• **REQUIRED WORK**:
Pull out every line of the records below that contains the word "jacket". Case counts.

• **SUPPLIED RECORDS**:
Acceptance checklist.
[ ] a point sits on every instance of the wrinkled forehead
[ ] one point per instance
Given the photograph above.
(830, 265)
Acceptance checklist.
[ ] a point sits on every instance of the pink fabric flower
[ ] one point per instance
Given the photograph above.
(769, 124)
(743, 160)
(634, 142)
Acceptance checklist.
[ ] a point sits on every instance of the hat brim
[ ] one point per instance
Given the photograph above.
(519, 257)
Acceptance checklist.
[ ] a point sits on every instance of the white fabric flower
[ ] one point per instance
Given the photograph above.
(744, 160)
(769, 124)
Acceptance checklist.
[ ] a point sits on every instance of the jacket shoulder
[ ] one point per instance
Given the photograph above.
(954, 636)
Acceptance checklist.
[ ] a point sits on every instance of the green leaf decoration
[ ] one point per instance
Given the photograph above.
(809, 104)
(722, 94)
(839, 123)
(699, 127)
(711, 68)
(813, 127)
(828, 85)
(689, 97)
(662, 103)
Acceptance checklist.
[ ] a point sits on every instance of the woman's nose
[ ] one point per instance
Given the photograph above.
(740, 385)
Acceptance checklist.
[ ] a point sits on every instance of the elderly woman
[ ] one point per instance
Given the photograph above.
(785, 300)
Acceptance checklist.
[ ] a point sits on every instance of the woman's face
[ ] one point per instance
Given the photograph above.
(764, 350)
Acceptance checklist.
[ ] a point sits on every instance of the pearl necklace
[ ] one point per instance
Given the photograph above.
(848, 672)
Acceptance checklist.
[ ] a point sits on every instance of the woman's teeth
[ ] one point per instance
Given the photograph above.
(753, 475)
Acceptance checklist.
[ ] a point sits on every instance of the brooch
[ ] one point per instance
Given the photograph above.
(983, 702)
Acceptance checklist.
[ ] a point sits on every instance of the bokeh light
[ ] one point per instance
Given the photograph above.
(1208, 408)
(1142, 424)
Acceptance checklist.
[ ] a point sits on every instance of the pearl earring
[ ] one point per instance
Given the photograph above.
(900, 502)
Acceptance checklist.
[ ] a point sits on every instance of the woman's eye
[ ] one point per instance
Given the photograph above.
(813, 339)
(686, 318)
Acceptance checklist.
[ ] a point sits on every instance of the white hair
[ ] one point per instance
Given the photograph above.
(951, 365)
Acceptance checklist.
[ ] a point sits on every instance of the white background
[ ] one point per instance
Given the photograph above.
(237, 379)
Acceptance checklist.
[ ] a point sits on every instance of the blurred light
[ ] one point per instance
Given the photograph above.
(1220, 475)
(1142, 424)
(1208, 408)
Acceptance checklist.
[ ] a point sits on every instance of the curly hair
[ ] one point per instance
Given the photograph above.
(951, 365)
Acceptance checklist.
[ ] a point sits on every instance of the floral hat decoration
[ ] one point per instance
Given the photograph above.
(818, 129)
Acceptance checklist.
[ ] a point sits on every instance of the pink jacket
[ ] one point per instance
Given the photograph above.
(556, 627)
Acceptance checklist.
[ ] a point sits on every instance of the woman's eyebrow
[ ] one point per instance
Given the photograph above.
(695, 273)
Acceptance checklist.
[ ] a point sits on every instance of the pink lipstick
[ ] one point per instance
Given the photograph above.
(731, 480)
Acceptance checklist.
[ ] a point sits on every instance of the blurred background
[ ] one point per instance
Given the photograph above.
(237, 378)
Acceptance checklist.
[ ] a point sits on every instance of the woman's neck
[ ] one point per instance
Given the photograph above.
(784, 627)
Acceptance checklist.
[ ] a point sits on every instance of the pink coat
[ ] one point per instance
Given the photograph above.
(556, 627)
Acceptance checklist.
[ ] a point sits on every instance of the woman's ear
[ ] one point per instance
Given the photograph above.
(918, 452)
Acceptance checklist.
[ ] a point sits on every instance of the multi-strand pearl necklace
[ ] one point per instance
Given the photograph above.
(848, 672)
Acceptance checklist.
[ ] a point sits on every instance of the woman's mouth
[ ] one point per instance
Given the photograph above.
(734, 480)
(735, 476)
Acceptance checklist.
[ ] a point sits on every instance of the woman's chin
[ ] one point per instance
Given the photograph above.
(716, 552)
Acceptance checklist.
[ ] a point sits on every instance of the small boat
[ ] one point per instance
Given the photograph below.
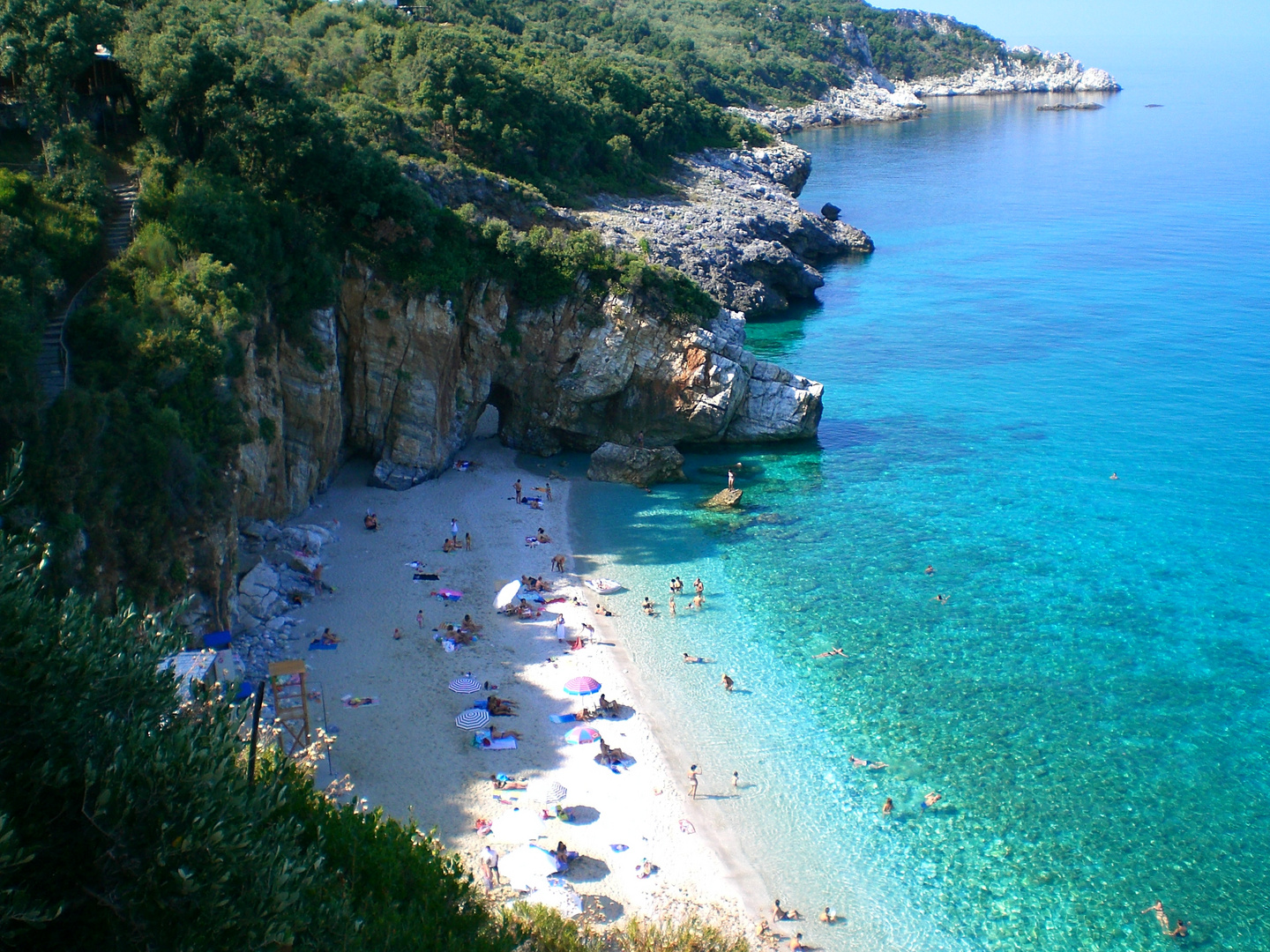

• **ANSWER TO THE EXERCISE**:
[ ] a point sits on every instance of the jacket shoulder
[ ] a point sits on every instance of the pink jacket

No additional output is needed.